WHAT TO WORK ON: Reproduce the forum reply below on how the number of mappers is set in a map-side join, word for word and in full.

-- Begin PAGE --

Re: how is number of mappers determined in mapside join?

2012-03-20 Thread Bruce Bian
Thanks Bejoy! That helps.

On Tue, Mar 20, 2012 at 12:10 AM, Bejoy Ks  wrote:

> Hi Bruce
>   From my understanding, that formula is not for
> CombineFileInputFormat but for other basic Input Formats.
>
> I'd just brief you on CombineFileInputFormat to get things more clear.
>   In the default TextInputFormat every hdfs block is processed by a
> mapper. But if the files are small say 5Mb, spawning that may mappers would
> be an overkill for the job. So here we use Combine file input format,where
> one mapper process more than one small file and the min data size a mapper
> should process is defined by the min split size and the maximum data that a
> mapper can process is defined by max split size. ie data processed by a
> mapper is guaranteed to be not less than the min split size and not more
> than max split size specified.
>
> As you asked, if you are looking at more mappers in
> CombinedFileInputFormat then reduce the value of Max split Size. Bump it
> down to 32 mb (your block size) and just try it out. Or If you are looking
> at num mappers = num blocks, just change the input format in hive.
>
> By the way 32 mb is too small for a hdfs block size, you may hit NN memory
> issues pretty soon. Consider increasing it at least to 64 mb, though all
> larger clusters use either 128 or 256 Mb blocks.
>
> Hope it helps!..

-- End PAGE --
-- Begin RECORD SET --

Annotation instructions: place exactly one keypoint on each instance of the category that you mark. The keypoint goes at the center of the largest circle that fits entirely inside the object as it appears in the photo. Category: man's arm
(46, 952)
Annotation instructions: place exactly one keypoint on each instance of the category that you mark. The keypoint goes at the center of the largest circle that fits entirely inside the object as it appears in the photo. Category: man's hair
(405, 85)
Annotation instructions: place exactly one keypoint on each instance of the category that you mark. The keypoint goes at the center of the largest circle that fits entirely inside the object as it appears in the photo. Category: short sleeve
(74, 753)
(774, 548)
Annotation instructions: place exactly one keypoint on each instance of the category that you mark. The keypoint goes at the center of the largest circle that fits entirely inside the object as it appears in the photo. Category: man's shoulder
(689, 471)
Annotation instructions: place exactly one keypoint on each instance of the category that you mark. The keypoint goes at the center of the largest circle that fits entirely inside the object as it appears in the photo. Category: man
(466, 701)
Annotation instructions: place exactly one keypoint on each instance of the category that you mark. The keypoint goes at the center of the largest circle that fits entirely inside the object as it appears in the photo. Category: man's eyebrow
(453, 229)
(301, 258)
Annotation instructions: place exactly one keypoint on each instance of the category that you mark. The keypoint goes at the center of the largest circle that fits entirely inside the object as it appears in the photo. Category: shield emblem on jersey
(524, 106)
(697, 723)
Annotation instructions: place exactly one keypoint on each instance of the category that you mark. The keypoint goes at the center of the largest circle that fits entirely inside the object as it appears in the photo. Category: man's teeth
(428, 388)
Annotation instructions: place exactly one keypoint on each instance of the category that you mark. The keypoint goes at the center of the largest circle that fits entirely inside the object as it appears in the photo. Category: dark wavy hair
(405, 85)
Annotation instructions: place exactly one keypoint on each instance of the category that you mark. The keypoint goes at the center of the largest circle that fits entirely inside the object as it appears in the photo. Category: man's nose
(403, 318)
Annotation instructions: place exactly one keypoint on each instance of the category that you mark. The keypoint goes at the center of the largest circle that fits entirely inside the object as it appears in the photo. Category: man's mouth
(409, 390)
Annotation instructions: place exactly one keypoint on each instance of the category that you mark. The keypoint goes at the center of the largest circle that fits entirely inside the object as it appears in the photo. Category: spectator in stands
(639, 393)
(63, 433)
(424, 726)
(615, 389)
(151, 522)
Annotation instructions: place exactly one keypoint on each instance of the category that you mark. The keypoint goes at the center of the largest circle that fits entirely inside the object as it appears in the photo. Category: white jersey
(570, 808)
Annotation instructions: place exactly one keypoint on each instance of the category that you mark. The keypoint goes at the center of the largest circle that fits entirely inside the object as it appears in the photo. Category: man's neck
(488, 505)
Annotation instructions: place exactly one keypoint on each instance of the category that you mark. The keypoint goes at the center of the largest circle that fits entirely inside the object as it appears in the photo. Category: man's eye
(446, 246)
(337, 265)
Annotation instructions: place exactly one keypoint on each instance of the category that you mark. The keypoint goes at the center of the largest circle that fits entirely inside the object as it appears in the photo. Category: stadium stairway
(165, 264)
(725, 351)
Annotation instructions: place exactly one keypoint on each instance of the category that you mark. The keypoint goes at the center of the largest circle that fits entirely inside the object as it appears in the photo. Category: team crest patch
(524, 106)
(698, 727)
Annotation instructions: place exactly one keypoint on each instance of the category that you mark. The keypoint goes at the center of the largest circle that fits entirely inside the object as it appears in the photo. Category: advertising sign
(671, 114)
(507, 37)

-- End RECORD SET --

FULL ANSWER:
Re: how is number of mappers determined in mapside join?

2012-03-20 Thread Bruce Bian
Thanks Bejoy! That helps.

On Tue, Mar 20, 2012 at 12:10 AM, Bejoy Ks  wrote:

> Hi Bruce
>   From my understanding, that formula is not for
> CombineFileInputFormat but for other basic Input Formats.
>
> I'd just brief you on CombineFileInputFormat to get things more clear.
>   In the default TextInputFormat every hdfs block is processed by a
> mapper. But if the files are small say 5Mb, spawning that may mappers would
> be an overkill for the job. So here we use Combine file input format,where
> one mapper process more than one small file and the min data size a mapper
> should process is defined by the min split size and the maximum data that a
> mapper can process is defined by max split size. ie data processed by a
> mapper is guaranteed to be not less than the min split size and not more
> than max split size specified.
>
> As you asked, if you are looking at more mappers in
> CombinedFileInputFormat then reduce the value of Max split Size. Bump it
> down to 32 mb (your block size) and just try it out. Or If you are looking
> at num mappers = num blocks, just change the input format in hive.
>
> By the way 32 mb is too small for a hdfs block size, you may hit NN memory
> issues pretty soon. Consider increasing it at least to 64 mb, though all
> larger clusters use either 128 or 256 Mb blocks.
>
> Hope it helps!..